• ASSIGNED TASK: In the listing below, locate the line containing "INSTRUCTION = locate a point on each instance of the laptop" and the line containing "TARGET = woman's shoulder". Output both of them and every line between, exactly as written, and nothing more.

• INFORMATION PROVIDED:
§
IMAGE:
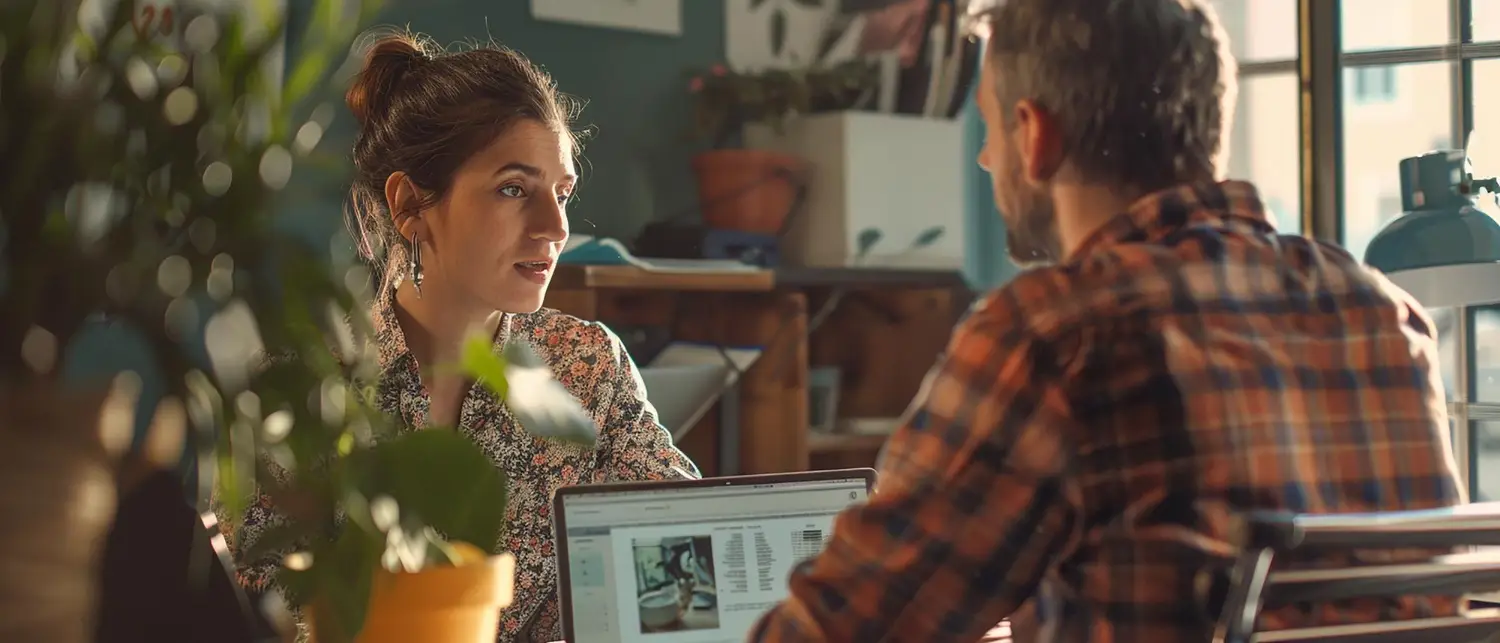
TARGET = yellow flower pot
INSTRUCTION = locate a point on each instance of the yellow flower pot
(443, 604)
§
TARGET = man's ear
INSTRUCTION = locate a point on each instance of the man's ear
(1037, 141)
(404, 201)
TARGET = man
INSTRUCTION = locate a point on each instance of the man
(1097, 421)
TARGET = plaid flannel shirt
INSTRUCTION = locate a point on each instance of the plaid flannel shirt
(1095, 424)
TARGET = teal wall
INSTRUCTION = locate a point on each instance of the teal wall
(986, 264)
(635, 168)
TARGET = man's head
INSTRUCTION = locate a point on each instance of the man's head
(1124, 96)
§
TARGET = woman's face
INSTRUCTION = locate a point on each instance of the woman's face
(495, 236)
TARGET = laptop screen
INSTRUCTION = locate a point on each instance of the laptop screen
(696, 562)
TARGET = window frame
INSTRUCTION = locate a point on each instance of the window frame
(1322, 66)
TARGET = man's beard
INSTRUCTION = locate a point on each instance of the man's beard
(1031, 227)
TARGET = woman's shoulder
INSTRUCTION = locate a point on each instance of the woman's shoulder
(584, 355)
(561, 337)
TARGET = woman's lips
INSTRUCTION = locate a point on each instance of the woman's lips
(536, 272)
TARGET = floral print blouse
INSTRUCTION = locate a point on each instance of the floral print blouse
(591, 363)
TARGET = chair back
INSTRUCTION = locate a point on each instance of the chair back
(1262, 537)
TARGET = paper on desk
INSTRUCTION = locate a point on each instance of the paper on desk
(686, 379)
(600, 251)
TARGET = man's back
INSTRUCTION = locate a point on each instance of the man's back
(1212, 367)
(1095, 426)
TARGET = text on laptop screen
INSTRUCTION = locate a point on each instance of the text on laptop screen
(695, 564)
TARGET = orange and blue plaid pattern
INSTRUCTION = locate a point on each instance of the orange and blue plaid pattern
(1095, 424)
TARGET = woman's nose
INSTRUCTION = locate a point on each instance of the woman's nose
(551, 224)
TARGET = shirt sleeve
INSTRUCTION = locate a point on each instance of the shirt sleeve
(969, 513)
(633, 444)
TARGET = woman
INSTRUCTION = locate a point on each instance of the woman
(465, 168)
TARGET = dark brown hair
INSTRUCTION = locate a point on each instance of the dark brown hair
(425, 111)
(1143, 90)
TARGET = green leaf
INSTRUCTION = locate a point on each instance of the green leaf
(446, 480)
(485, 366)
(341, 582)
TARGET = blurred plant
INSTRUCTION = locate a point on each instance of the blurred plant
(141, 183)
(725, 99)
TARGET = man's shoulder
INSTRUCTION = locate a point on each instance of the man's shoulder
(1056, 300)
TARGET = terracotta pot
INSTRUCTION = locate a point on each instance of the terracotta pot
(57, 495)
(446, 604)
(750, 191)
§
• EXPECTED ANSWER:
INSTRUCTION = locate a point on each instance of the laptop screen
(696, 562)
TARGET = window frame
INSTRUCTION = locate a point on each instance of the window frame
(1322, 66)
TARGET = man's beard
INSTRUCTION = locate a point on each instance of the man's beard
(1031, 227)
TARGET = woman's shoulder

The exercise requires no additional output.